-- Source start --

The SE export feature is really simple, only supports very simple stuff like simple colors and italic.
@darksen: I could not re-create this... tried on several subtitles. Can you re-create this? What steps do I need to re-create this?
Please test in latest beta (SE 3.6.3 is really close): https://github.com/SubtitleEdit/subtitleedit/releases/download/3.6.2/SubtitleEditBeta.zip
darksen
7th November 2021, 22:05
What I did to have this happen (as it just happened again with another sub) is load the sub, make some adjustments with multiple replace and Fix common errors and then go to spell check with Word, change the language to my own (for some reason it always auto loads English), get some errors (they are names so I ignore them) and then press OK button.
I have tried again with the same sub with which this just happened minutes ago but couldn't recreate this by just opening the sub and going to spell check directly. Maybe it has to do with these subs coming from OCR (I've previously loaded a SUP file).
Edit before sending the reply: Yes, if I OCR a SUP file and then directly spell check it with Word this problem happens. Just tried with a SUP file and after just some lines stop it, clicked OK to load SE and used spell check with Word.
Just tried the latest beta and it is still happening.
darksen
8th November 2021, 06:33
Also it seems there is some memory problem here, I have left SE sit doing nothing for 8 hours after OCRing a SUP file (I haven't clicked OK to load SE) and it is now using 14GB of RAM.
https://i.imgur.com/PtUeLov.png
Janusz
10th November 2021, 08:25
@Niksee
Please correct the Polish translation for the program:
https://forum.doom9.org/attachment.php?attachmentid=17940&stc=1&d=1636528009
and the layout of elements in the "Blu-ray (.sup) subtitle file for edit ..." window
This is the window in the English version:
https://forum.doom9.org/attachment.php?attachmentid=17941&stc=1&d=1636528180
and so in the Polish version:
https://forum.doom9.org/attachment.php?attachmentid=17942&stc=1&d=1636528155
Here for:
"Czas rozpoczęcia" you can use "Czas rozp."
"Czas zakończenia" you can use "Czas zak."
"rozp." and "zak." are abbreviations commonly used.
Nikse555
10th November 2021, 11:31
@darksen: I could not create either issue - the first probably because I do not have Word - could also depend of your default subtitle format. The second issue, I left SE with waveform using mpv video player for a day, and it still used the same amount of memory - but it could depend on the video player used in SE. After OCR a lot of memory might be in use...
@Janusz: thx - updated :)
Janusz
10th November 2021, 12:26
@Janusz: thx - updated :)
What about changing "Ogółne" to "Ogólne"?
Nikse555
10th November 2021, 22:33
What about changing "Ogółne" to "Ogólne"?
Sure, updated here: https://github.com/SubtitleEdit/subtitleedit/commit/13b08db6da865135e37da838cb8b81d51b08f5db
Also, probably the final beta of SE 3.6.3 is here: https://github.com/SubtitleEdit/subtitleedit/releases/download/3.6.2/SubtitleEditBeta.zip
Janusz
10th November 2021, 23:46
Yes, the newest beta 359 version already contains the corrected pl-PL.xml file.

-- Source end --
-- Records to use start --

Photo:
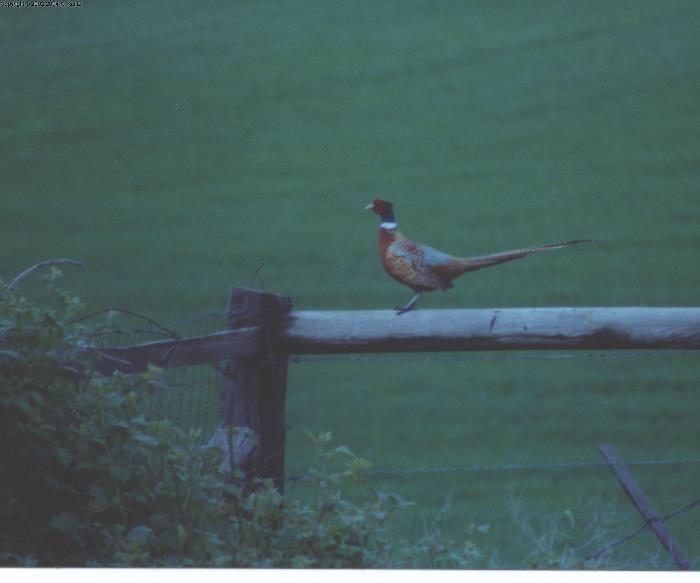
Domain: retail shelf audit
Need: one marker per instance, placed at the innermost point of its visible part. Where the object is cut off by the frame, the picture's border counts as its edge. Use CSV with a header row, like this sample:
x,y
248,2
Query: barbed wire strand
x,y
389,472
448,357
645,526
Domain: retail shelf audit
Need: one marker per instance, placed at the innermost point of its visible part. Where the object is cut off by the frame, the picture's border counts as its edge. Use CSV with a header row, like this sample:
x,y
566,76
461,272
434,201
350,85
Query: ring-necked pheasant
x,y
423,268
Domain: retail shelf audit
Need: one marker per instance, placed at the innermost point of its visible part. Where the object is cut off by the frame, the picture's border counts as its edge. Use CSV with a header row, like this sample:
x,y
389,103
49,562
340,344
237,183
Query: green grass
x,y
175,146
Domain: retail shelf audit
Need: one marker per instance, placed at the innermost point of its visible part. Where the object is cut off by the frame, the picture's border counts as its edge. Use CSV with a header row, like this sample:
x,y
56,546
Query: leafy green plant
x,y
87,480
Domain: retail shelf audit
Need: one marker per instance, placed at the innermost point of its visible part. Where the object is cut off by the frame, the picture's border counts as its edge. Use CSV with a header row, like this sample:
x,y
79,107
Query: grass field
x,y
174,146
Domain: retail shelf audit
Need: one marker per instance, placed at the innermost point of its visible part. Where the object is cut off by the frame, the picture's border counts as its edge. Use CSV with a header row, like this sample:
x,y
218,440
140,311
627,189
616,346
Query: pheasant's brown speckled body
x,y
423,268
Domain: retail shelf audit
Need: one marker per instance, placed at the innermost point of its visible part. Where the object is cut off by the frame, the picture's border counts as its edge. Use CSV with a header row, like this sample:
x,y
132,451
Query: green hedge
x,y
87,480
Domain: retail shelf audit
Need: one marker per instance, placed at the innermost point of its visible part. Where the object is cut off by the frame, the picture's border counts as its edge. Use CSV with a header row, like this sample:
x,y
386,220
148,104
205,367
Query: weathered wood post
x,y
255,388
637,497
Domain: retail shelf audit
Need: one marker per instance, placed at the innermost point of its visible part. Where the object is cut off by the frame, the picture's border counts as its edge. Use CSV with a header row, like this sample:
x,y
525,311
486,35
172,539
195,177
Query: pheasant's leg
x,y
409,306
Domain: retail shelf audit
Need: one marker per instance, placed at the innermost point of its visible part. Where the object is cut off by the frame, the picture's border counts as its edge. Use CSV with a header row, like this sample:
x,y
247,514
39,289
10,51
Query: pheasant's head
x,y
384,209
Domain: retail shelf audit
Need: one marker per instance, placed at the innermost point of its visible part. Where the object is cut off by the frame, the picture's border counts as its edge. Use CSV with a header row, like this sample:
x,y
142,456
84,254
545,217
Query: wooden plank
x,y
636,495
182,352
256,387
365,331
323,332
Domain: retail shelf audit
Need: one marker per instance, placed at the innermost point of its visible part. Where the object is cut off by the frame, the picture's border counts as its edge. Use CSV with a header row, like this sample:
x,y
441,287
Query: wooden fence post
x,y
255,388
640,502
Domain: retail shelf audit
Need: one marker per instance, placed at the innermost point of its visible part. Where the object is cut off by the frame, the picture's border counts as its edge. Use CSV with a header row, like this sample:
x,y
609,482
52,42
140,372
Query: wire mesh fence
x,y
193,397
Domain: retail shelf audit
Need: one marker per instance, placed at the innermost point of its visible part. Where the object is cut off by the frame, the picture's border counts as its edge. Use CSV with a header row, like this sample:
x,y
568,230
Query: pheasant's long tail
x,y
474,263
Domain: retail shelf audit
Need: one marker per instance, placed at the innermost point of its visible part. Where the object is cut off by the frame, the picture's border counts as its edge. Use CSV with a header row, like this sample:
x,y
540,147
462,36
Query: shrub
x,y
87,480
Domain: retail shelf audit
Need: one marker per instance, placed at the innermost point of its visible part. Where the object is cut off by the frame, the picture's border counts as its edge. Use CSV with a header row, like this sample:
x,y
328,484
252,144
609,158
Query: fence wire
x,y
192,397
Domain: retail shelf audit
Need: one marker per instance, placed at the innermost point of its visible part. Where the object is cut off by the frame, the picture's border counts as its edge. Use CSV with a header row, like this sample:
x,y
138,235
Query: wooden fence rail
x,y
264,331
371,331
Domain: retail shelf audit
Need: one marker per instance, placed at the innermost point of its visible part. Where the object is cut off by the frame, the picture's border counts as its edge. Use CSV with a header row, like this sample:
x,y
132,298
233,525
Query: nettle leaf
x,y
140,535
65,522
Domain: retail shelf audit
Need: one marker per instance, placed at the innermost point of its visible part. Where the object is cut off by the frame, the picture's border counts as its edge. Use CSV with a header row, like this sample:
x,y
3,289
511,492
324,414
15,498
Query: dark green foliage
x,y
87,480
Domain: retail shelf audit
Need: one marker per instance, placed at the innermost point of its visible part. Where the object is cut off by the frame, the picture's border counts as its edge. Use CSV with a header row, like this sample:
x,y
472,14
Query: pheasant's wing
x,y
474,263
414,264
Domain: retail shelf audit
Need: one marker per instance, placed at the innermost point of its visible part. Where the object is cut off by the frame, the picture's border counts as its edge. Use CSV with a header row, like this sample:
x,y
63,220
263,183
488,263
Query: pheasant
x,y
425,269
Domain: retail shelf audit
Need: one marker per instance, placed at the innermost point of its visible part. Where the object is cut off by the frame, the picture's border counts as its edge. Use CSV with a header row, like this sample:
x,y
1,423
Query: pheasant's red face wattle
x,y
383,208
380,206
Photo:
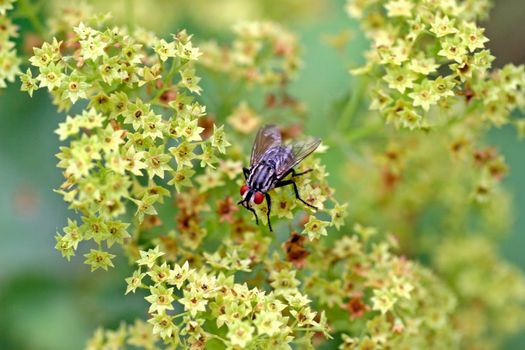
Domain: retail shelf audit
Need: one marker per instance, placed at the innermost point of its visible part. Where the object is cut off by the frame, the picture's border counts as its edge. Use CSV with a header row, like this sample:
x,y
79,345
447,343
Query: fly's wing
x,y
298,151
268,136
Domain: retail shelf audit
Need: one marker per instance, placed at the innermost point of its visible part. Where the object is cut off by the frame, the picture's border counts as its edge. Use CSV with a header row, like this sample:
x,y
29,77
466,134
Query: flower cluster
x,y
239,316
262,52
9,61
388,301
491,292
429,59
139,129
136,137
456,181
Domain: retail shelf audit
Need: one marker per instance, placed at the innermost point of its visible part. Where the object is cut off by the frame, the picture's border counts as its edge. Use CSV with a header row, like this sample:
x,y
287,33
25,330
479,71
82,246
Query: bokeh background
x,y
48,303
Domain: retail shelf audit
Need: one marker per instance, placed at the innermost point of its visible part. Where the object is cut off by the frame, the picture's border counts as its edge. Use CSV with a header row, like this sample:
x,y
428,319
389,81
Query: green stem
x,y
130,18
353,104
29,11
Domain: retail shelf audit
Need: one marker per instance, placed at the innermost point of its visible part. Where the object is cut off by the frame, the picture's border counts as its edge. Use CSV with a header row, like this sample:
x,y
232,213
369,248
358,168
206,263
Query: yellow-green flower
x,y
99,259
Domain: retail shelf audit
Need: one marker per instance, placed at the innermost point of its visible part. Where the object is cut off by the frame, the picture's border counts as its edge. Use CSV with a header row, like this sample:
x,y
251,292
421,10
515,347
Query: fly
x,y
271,161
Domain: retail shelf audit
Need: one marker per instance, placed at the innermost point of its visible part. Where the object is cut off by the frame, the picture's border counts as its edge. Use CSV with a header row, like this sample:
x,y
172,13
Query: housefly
x,y
270,163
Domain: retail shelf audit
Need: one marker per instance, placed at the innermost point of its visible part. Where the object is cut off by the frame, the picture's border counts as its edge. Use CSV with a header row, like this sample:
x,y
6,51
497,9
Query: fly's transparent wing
x,y
298,150
268,136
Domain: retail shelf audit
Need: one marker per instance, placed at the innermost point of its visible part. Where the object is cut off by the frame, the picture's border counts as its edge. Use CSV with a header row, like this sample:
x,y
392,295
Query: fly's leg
x,y
246,173
297,196
269,202
294,174
254,213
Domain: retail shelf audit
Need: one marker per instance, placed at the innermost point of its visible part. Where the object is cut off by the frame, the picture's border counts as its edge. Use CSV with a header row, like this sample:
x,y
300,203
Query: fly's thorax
x,y
262,177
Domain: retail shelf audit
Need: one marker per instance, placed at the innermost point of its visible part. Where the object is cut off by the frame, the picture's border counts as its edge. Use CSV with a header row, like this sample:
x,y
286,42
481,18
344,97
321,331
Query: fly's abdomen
x,y
262,177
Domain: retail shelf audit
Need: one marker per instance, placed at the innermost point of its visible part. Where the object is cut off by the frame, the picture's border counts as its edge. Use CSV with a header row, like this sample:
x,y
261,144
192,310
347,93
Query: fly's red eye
x,y
258,197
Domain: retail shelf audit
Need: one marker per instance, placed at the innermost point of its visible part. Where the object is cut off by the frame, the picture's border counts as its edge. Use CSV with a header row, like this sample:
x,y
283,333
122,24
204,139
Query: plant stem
x,y
130,18
29,11
352,105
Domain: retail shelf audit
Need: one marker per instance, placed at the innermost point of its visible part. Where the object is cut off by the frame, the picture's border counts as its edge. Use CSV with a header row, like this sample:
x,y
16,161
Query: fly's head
x,y
250,195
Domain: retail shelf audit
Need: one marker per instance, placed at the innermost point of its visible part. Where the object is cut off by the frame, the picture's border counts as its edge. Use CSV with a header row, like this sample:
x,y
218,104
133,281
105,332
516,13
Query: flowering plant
x,y
151,171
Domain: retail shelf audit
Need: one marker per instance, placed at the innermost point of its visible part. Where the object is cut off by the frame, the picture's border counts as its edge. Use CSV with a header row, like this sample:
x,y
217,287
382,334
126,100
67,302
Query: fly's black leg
x,y
291,182
269,202
254,213
294,174
246,172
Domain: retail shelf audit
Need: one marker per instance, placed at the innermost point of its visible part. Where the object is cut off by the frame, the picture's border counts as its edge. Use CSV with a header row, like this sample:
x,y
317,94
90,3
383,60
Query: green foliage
x,y
150,175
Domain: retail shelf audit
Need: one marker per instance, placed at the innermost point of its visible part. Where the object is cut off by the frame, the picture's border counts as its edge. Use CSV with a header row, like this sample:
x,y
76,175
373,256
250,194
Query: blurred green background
x,y
48,303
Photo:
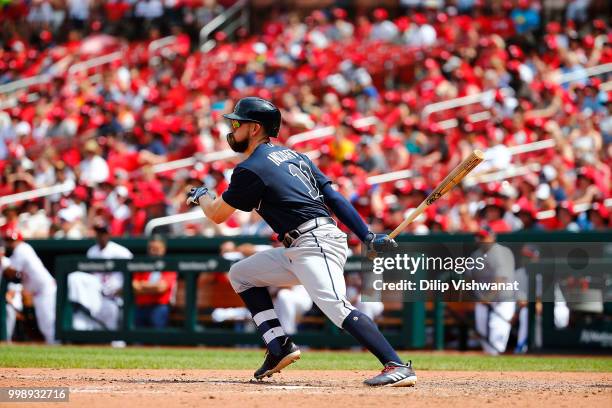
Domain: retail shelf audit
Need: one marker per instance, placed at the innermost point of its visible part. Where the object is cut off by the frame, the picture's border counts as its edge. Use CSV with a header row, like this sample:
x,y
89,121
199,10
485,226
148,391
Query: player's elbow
x,y
217,218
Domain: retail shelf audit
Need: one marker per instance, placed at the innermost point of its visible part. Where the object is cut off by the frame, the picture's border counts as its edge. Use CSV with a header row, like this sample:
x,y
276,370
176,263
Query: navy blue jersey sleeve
x,y
318,175
345,212
245,190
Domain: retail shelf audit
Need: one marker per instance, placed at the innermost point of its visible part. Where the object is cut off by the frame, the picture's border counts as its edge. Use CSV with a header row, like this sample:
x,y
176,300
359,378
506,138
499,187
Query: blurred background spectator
x,y
103,132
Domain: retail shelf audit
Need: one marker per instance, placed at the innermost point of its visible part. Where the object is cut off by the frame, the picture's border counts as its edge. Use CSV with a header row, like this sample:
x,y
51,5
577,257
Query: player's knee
x,y
284,296
236,278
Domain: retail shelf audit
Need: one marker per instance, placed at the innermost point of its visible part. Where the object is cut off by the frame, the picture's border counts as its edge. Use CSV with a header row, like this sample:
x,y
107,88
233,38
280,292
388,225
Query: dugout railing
x,y
411,325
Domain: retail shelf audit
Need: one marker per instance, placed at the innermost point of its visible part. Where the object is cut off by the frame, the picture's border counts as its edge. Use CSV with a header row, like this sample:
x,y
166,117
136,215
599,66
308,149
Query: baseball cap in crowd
x,y
11,233
485,232
100,226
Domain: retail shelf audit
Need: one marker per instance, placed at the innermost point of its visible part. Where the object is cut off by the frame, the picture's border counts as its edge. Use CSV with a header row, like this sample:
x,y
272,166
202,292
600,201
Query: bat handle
x,y
417,211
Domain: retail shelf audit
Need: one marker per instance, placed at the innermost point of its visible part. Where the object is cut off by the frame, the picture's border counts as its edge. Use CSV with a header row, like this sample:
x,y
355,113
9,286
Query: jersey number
x,y
305,175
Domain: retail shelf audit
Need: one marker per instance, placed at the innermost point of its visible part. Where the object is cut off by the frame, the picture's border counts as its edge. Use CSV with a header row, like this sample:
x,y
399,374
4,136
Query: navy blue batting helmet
x,y
253,109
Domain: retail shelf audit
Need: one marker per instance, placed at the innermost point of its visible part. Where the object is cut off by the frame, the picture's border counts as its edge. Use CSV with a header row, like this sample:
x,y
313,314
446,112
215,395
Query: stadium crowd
x,y
103,132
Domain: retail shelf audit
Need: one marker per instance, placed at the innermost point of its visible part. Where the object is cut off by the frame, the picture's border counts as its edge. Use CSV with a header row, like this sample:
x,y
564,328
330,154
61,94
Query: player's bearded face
x,y
239,147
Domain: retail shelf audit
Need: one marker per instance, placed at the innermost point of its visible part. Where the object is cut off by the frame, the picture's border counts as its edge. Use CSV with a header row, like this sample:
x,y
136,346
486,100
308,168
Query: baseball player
x,y
35,278
96,295
294,197
493,318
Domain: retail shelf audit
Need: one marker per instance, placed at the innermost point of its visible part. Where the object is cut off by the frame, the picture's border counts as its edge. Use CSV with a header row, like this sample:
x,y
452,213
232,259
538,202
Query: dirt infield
x,y
93,388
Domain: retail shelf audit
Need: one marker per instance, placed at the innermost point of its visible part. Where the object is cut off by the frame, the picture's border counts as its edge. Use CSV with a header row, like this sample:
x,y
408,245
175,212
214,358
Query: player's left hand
x,y
379,243
194,195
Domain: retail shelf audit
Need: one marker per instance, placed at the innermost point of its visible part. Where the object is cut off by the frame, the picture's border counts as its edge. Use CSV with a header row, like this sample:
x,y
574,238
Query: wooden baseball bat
x,y
450,181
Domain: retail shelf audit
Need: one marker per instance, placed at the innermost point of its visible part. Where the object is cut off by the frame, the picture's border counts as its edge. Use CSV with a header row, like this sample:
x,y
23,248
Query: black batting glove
x,y
194,195
377,243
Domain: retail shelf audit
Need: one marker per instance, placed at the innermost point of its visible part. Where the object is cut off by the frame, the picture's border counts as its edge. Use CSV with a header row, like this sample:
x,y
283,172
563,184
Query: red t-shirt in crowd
x,y
162,298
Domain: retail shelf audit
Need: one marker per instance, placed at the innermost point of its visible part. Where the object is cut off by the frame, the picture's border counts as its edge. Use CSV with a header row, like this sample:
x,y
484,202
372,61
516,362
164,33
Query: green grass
x,y
201,358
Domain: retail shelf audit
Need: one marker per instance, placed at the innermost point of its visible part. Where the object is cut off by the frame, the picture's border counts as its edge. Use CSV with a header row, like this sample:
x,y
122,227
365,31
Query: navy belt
x,y
304,228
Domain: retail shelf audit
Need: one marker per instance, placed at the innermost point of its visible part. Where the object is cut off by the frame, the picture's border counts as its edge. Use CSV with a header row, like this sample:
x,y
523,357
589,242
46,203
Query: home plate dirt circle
x,y
106,388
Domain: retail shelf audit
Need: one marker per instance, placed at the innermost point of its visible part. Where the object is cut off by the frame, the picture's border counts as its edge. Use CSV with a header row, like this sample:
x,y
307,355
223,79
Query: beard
x,y
238,147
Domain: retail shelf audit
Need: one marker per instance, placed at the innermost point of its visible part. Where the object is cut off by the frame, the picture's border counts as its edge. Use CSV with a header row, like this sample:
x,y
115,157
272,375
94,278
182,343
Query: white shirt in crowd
x,y
34,276
112,282
79,9
94,170
149,9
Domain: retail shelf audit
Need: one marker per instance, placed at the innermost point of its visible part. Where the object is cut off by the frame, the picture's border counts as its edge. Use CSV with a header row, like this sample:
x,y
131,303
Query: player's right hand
x,y
379,243
193,196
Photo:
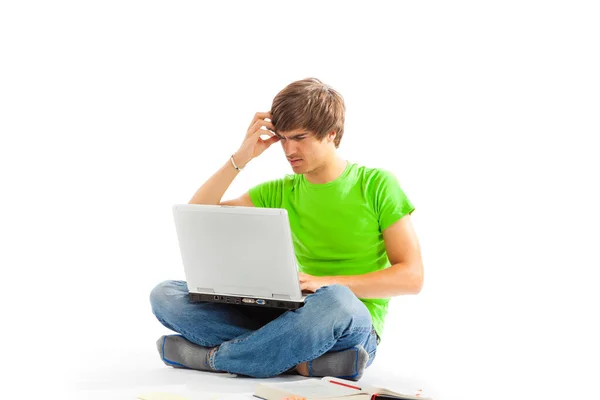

-- Records to use end --

Set task 1:
Rewrite the paragraph of the thread beginning "What I did to have this happen" as a short list of steps, keeping its main facts.
Set task 2:
Gather every line of the listing that contains the word "crowd". Case counts when matching.

Correct response 1:
Steps that produced the problem, which recurred with another subtitle:
- Load the subtitle.
- Make some adjustments with Multiple replace and Fix common errors.
- Open spell check with Word.
- Change the language to the user's own, because English always loads automatically.
- Ignore the errors found, since they are names.
- Press the OK button.

Correct response 2:
Query: baseball cap in crowd
Query: stadium crowd
Query: red t-shirt in crowd
Query: white shirt in crowd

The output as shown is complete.